■ Extract provided:
The Nuclear North: Histories of Canada in the Atomic Age

University of British Columbia Press

By virtue of resources and technologies Canada is a nuclear nation. But the country does not have the ultimate symbol of nuclear power – a weapons program of its own. Since the first atomic weapon was detonated in 1945, Canadians have debated not only the role of nuclear power in their uranium-rich land but also their country’s role in a nuclear world.

The Nuclear North investigates critical questions in these ongoing debates. Should Canada belong to international alliances that depend on the threat of using nuclear weapons for their own security? Should Canadian-produced nuclear technologies be sold on the export market to potential proliferators? Does the country’s championing of arms control and disarmament on the global stage matter? What about the domestic costs of nuclear technologies and atomic research, including their impact on local communities and the environment?

■ Extracted entries:
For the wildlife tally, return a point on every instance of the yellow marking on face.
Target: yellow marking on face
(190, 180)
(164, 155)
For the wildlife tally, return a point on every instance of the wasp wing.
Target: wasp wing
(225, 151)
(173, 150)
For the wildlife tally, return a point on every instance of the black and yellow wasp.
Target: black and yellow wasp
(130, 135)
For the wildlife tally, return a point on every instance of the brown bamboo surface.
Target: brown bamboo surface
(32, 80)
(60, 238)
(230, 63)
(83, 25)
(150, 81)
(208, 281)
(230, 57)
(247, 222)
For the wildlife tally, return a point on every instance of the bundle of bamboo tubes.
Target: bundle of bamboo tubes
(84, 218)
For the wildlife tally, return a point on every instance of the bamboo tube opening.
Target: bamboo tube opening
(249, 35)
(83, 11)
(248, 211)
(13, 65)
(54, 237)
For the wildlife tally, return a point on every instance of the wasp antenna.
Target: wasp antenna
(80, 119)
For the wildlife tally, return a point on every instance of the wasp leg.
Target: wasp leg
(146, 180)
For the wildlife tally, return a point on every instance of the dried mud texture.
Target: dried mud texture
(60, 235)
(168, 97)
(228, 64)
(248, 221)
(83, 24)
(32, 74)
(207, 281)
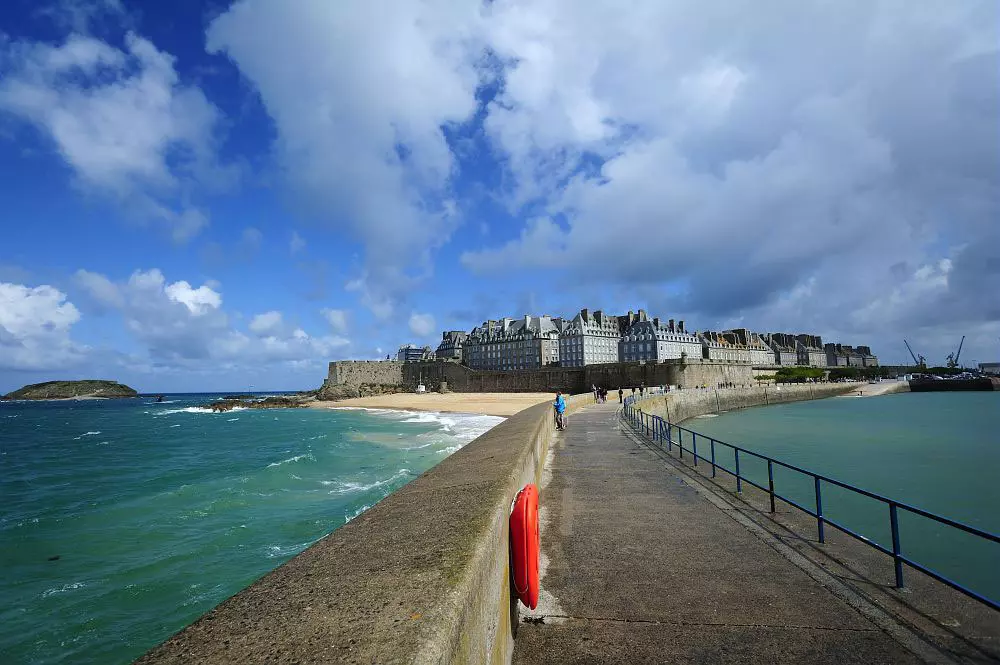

■ Directions:
[1] Does the description of The Nuclear North support each statement? (a) Canada has a nuclear weapons program of its own. (b) The first atomic weapon was detonated in 1945. (c) The description calls Canada's land uranium-rich.
[2] How would the description of The Nuclear North go on after its final question? Write the next paragraph.
The records that come after the description of The Nuclear North are separate material.

■ Answers by item:
[1]
(a) No: "the country does not have the ultimate symbol of nuclear power – a weapons program of its own."
(b) Yes: "Since the first atomic weapon was detonated in 1945"
(c) Yes: "their uranium-rich land"

[2]
The contributors to this important collection explore Canada’s relationship with nuclear weapons and other nuclear technologies over the course of the Cold War and beyond. They consider how the atomic age has shaped Canadian policies at home and abroad, and in doing so engage in much larger debates about national identity, contradictions at the heart of the country’s Cold War foreign policy, and Canada’s place in the international order.

Scholars and students of Canadian history and foreign policy – in particular those interested in topics related to the Cold War, security studies, and nuclear policy – will find this work indispensable.